* **Objective 1**
Extract everything from "Kubernetes must also" down to "shared storage systems." in the text on network traffic in AI training.
* **Objective 2**
List every amount of time, data, or hardware that the text on network traffic in AI training states.
* **Objective 3**
Carry on the text on network traffic in AI training from its final sentence.

* **Text segment**
— BEGIN —

Consider the communication pattern during a typical training iteration: for 100-200 milliseconds, the network remains relatively quiet as GPUs compute gradients locally. Then, suddenly, all GPUs simultaneously initiate all-reduce operations, creating massive synchronized traffic that will overwhelm even the most advanced high-speed data center switches unless they're specifically designed and configured with highly complex, recently developed AI-specific switching features.

Stage 4: Checkpoint and Artifact Management

Kubernetes must also orchestrate checkpointing operations, where training state is saved to persistent storage for fault tolerance and experiment management. For large models, this means writing hundreds of gigabytes of data simultaneously from thousands of GPUs to shared storage systems.

This operation creates a completely different traffic pattern from normal training communication. Instead of GPU-to-GPU communication during training, checkpointing generates massive simultaneous writes from all GPU servers to storage systems, creating severe bandwidth imbalances. Without proper network architecture that isolates storage traffic from training communication, checkpoint operations can introduce significant stalls that cascade through the entire training process, leaving expensive GPUs idle.

— END —

* **Excerpted records**
— BEGIN —

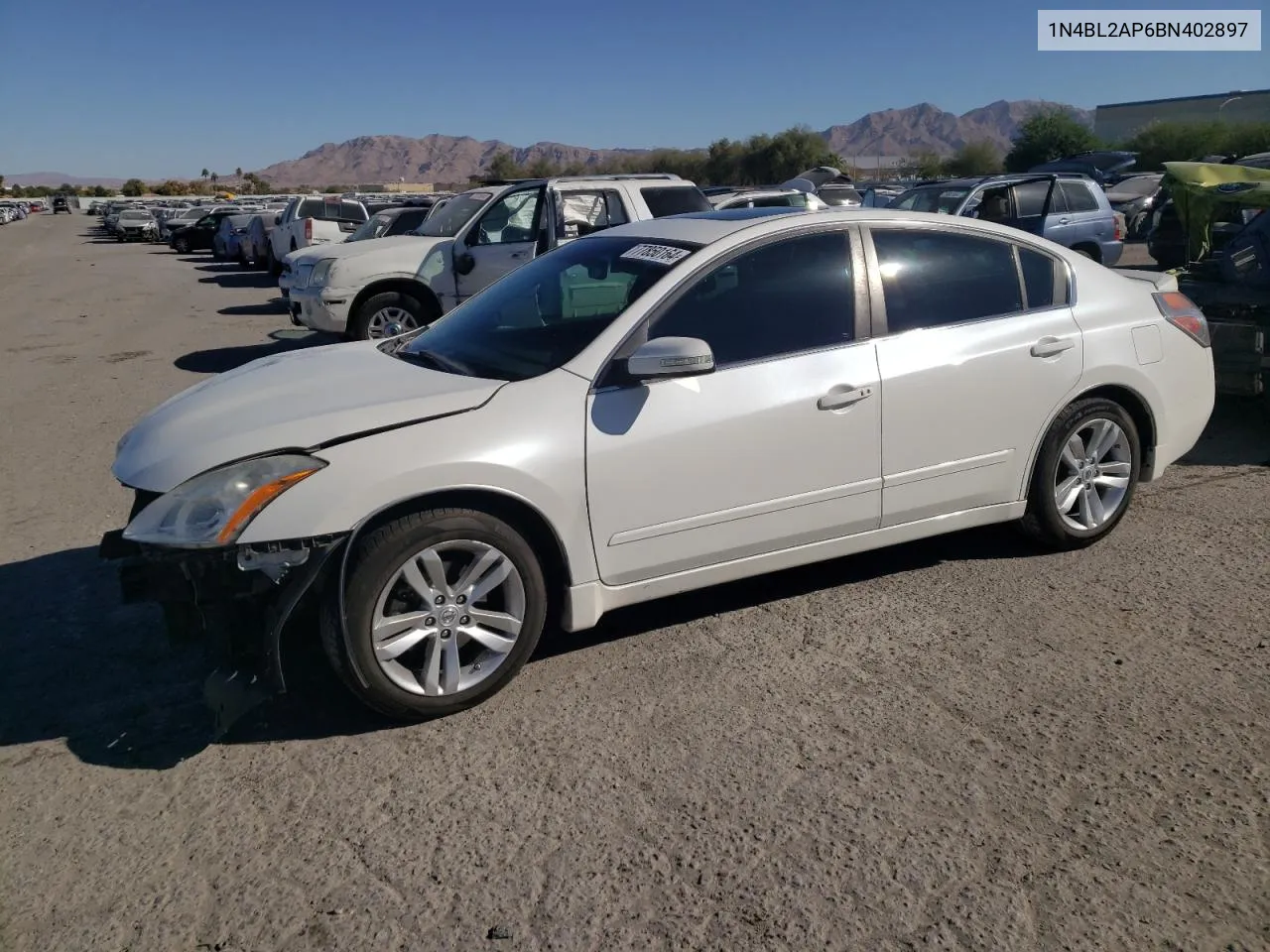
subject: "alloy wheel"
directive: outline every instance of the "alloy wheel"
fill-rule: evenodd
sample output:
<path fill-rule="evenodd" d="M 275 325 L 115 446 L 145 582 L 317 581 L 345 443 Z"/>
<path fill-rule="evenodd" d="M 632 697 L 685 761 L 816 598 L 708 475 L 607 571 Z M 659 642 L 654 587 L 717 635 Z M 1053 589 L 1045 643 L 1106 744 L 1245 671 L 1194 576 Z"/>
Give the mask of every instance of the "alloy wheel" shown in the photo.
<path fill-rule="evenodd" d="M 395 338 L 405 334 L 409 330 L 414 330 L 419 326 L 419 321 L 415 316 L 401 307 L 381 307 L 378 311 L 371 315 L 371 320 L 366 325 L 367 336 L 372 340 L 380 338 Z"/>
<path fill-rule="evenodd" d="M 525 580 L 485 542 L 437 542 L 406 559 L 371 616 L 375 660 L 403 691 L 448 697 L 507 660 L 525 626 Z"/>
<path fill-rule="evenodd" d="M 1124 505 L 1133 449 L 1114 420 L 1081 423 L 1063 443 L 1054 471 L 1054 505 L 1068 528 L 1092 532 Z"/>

— END —
— BEGIN —

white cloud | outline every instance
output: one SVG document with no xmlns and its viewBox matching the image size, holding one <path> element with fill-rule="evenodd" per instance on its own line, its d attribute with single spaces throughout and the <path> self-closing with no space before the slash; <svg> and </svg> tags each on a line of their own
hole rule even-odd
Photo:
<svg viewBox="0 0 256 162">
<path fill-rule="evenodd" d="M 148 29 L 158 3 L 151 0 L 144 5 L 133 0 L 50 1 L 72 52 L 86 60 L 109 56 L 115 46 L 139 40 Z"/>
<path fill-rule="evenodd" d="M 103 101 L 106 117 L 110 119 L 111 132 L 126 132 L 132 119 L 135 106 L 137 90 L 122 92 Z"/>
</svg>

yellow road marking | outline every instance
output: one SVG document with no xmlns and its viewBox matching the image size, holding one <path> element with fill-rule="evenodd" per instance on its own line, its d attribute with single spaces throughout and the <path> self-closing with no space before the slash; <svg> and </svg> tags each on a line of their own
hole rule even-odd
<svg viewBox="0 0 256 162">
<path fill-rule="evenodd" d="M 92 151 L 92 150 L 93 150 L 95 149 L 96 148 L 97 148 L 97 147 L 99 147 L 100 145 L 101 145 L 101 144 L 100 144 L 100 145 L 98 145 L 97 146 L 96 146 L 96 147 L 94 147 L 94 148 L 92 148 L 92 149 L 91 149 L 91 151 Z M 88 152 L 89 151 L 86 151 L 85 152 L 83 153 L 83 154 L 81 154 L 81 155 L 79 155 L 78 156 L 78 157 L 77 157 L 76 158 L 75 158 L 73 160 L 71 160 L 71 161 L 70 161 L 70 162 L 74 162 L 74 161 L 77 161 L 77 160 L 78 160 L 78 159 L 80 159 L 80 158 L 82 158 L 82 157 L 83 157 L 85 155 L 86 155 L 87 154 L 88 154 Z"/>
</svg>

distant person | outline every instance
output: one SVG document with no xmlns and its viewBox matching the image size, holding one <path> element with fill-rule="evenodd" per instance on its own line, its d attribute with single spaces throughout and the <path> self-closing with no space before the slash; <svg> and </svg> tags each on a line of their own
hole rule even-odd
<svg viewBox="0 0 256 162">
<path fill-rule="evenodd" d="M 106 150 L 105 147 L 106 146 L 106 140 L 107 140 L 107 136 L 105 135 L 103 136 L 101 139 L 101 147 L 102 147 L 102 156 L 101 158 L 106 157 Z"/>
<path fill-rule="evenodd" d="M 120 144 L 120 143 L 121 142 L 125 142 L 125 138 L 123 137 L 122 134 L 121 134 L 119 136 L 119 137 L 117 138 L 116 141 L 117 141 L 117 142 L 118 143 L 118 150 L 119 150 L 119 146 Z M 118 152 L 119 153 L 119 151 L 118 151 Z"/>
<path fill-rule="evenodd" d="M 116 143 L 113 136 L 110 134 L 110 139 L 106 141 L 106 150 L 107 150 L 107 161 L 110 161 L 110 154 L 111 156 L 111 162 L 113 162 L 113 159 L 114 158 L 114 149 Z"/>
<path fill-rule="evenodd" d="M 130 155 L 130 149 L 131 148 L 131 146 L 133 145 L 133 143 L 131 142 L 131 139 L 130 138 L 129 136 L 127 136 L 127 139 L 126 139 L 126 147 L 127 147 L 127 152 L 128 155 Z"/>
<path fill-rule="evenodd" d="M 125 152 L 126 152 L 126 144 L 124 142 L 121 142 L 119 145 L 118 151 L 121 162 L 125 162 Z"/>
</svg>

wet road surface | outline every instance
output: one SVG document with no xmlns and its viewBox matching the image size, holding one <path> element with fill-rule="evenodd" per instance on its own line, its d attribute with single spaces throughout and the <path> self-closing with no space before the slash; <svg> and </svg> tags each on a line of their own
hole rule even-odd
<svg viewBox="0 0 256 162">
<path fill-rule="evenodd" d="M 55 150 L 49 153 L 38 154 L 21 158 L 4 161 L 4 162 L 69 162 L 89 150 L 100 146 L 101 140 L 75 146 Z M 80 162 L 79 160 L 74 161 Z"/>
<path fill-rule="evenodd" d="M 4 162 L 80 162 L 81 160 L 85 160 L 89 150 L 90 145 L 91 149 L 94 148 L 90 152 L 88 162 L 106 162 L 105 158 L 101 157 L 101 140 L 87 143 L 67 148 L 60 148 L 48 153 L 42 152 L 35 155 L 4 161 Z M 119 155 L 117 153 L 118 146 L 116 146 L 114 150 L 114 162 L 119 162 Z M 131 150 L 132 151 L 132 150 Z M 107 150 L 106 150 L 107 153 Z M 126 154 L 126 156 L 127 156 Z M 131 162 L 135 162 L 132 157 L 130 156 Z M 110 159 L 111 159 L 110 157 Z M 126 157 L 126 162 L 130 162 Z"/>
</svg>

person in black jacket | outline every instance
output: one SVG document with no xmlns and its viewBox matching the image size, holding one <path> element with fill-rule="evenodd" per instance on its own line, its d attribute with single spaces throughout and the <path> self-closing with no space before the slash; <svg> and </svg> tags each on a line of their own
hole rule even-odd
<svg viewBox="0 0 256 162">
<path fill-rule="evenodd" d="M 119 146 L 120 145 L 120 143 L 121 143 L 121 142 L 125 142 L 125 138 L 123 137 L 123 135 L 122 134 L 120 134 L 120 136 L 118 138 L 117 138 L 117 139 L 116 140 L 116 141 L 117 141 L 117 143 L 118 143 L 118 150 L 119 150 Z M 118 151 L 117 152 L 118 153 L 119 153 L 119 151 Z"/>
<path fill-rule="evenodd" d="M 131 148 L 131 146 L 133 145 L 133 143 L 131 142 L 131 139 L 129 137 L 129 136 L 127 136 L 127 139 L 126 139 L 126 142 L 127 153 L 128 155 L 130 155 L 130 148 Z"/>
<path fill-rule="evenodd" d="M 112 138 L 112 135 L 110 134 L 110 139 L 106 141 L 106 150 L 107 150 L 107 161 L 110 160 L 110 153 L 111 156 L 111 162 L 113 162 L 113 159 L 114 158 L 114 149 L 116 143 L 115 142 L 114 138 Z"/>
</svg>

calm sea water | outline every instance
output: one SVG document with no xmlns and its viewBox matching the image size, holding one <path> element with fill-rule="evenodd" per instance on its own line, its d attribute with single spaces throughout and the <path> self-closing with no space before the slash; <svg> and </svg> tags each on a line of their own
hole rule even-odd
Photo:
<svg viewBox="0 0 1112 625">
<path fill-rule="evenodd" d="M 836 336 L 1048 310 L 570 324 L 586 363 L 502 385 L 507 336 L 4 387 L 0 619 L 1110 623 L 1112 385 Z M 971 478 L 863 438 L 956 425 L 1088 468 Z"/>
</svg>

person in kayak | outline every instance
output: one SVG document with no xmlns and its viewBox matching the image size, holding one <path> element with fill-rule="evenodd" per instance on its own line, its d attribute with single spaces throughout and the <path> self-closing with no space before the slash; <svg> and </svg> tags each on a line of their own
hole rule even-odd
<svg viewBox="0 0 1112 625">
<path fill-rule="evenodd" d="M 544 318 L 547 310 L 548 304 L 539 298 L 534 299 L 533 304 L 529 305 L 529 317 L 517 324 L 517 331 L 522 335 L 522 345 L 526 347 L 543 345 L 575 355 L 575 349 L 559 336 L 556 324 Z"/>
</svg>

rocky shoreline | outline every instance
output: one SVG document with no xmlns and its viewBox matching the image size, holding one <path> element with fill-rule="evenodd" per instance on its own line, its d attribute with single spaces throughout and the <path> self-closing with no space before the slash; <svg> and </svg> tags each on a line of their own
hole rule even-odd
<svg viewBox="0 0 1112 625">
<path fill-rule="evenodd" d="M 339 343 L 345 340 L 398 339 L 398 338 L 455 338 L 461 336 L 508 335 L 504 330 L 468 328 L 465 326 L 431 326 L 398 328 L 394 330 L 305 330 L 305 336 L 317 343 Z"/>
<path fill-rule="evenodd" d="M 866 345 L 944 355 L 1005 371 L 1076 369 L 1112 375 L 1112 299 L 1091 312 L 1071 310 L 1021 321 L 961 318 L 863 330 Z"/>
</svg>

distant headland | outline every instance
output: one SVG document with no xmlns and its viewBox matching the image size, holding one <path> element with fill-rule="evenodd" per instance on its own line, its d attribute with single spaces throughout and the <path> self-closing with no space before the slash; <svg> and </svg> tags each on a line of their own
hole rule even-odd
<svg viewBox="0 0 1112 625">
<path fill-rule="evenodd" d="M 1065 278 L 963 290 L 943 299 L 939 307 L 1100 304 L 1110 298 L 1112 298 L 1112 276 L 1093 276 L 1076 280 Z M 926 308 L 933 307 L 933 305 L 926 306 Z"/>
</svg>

— END —

* **Final answer 1**
Kubernetes must also orchestrate checkpointing operations, where training state is saved to persistent storage for fault tolerance and experiment management. For large models, this means writing hundreds of gigabytes of data simultaneously from thousands of GPUs to shared storage systems.

* **Final answer 2**
100-200 milliseconds
hundreds of gigabytes
thousands of GPUs

* **Final answer 3**
Network-First Architecture: The Foundation for Effective Scheduling

The solution isn't to abandon sophisticated scheduling it's to ensure that scheduling innovations are built on network infrastructure designed for AI workloads. This requires understanding the fundamental architectural differences between traditional enterprise networks and AI-optimized fabrics.

Endpoint-Scheduled vs. Switch-Scheduled Fabrics

The most critical architectural decision for AI networks is the choice between endpoint-scheduled and switch-scheduled fabrics. This choice directly impacts what Kubernetes schedulers can achieve.

Switch-Scheduled Limitations: Traditional switch-scheduled fabrics, like those based on Broadcom's Jericho and Ramon chipsets, use deep buffers to centrally manage traffic flow. While VoQ-based traffic scheduling can provide proactive congestion avoidance, these systems introduce significant latency overhead as packets traverse multiple buffer stages, and centralized scheduling logic becomes a bottleneck at scale.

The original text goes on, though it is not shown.